**The request:**
Reproduce verbatim every line from the one containing "- **Query:** golden brown crust" through the final line below, with both ends included.

----

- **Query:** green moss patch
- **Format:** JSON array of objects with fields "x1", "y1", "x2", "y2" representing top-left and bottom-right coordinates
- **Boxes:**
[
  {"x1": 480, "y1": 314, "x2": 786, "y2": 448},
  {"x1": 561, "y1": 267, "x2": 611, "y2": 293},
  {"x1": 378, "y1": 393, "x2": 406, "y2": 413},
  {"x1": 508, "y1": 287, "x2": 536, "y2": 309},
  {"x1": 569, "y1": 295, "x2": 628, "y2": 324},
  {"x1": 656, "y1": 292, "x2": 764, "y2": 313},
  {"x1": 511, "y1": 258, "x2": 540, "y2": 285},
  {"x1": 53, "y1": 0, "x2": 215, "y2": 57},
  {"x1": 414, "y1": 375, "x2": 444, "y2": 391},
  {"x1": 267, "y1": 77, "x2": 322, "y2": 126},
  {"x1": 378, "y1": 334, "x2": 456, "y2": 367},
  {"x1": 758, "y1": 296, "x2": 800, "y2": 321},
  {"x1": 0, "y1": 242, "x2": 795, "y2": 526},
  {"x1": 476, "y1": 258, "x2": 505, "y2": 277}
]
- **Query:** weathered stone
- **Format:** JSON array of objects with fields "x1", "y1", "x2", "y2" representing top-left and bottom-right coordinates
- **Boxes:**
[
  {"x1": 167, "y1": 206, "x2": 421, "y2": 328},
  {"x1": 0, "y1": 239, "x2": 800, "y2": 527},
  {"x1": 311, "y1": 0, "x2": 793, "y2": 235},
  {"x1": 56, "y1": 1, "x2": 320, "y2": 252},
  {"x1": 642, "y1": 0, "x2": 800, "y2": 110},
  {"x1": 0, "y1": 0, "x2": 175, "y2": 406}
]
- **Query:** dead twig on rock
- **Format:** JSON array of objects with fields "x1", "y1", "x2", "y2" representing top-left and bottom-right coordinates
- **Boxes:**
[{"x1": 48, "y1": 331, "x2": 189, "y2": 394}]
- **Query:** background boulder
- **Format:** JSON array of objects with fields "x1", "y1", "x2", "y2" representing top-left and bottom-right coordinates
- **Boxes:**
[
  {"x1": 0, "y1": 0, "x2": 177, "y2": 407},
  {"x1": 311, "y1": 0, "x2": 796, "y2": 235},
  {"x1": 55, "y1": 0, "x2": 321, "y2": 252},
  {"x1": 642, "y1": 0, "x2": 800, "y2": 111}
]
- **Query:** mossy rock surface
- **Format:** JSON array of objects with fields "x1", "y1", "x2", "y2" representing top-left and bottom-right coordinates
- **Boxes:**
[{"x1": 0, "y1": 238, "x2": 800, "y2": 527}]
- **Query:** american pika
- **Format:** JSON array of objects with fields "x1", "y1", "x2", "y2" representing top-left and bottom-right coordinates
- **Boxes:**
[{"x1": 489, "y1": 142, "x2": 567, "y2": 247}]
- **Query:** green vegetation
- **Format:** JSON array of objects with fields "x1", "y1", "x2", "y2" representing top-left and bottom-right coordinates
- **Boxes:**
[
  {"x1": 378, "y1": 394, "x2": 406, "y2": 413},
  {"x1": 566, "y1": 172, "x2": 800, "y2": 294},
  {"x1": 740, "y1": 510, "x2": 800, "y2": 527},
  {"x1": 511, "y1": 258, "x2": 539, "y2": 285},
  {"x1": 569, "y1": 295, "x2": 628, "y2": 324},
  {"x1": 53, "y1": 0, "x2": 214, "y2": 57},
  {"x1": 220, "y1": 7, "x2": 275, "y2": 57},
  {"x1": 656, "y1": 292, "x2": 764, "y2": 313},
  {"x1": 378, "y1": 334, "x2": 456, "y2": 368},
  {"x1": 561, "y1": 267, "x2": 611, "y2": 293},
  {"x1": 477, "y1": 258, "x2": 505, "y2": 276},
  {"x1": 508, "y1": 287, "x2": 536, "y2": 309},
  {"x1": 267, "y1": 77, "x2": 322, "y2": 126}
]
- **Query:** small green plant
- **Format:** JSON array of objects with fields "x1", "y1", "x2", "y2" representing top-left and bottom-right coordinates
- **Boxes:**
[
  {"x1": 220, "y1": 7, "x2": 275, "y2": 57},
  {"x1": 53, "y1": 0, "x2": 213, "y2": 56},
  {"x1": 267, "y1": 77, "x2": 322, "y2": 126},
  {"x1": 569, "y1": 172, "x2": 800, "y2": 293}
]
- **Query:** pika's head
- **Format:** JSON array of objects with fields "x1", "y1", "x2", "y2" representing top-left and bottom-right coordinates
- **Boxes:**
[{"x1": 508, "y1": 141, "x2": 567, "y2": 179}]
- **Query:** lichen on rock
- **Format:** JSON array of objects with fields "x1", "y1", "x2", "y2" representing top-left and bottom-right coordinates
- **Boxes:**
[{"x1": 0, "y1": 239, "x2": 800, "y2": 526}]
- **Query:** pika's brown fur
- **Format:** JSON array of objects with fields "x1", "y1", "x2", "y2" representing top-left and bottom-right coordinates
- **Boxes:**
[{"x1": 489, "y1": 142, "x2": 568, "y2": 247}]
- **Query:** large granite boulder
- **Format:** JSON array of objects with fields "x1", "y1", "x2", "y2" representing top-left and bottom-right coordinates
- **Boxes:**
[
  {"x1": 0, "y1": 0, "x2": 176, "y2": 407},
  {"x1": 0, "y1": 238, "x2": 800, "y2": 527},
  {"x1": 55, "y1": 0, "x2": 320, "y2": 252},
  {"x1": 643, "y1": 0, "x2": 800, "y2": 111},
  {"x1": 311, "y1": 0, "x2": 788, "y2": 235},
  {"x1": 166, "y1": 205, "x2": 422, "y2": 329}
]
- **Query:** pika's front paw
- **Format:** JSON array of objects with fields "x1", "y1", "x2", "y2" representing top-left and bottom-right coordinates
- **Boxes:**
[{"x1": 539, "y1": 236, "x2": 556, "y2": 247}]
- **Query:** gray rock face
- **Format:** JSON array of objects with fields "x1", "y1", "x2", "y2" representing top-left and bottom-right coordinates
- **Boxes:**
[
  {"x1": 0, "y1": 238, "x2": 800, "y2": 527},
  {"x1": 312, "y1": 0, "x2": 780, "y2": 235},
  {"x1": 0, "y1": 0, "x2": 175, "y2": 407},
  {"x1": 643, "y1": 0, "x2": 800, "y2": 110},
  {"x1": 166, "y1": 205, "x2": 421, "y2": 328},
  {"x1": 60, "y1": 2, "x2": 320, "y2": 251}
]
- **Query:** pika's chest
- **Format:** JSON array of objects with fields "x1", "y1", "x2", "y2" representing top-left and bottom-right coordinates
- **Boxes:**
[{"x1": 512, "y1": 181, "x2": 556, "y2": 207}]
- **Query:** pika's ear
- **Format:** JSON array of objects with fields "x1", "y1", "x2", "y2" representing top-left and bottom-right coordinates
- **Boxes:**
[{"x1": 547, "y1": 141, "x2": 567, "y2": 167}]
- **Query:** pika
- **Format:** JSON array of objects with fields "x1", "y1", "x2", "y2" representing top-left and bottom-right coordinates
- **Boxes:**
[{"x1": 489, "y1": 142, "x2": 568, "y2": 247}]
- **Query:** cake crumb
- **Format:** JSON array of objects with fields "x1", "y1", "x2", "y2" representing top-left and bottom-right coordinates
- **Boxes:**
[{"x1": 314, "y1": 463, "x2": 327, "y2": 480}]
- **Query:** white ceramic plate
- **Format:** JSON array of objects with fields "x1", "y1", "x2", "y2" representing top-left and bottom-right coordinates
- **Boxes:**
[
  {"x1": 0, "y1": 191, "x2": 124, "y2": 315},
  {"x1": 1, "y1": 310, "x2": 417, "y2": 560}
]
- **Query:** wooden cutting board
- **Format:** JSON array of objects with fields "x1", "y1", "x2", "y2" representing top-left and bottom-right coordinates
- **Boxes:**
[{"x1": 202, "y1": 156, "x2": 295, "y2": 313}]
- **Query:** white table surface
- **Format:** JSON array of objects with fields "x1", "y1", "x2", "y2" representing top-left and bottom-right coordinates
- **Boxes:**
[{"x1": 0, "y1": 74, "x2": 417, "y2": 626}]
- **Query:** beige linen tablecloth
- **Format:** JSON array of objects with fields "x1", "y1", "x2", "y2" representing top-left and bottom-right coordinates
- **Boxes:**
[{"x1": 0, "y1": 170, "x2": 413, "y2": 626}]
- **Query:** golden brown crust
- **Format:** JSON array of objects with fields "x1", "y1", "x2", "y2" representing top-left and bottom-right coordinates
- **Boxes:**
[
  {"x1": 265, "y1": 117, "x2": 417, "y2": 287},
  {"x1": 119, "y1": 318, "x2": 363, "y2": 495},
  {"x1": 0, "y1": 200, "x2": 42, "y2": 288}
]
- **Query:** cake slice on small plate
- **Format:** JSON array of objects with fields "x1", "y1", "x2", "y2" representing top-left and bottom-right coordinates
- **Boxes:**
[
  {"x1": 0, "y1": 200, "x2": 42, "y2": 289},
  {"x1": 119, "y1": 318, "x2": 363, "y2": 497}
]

----

**Solution for this exercise:**
- **Query:** golden brown crust
- **Format:** JSON array of objects with fields "x1", "y1", "x2", "y2" representing top-left and bottom-right coordinates
- **Boxes:**
[
  {"x1": 265, "y1": 117, "x2": 417, "y2": 287},
  {"x1": 119, "y1": 318, "x2": 363, "y2": 495},
  {"x1": 0, "y1": 200, "x2": 42, "y2": 288}
]
- **Query:** cake slice on small plate
- **Format:** JSON array of objects with fields "x1", "y1", "x2", "y2" representing top-left and bottom-right coordinates
- **Boxes:**
[
  {"x1": 0, "y1": 200, "x2": 42, "y2": 289},
  {"x1": 119, "y1": 318, "x2": 363, "y2": 497}
]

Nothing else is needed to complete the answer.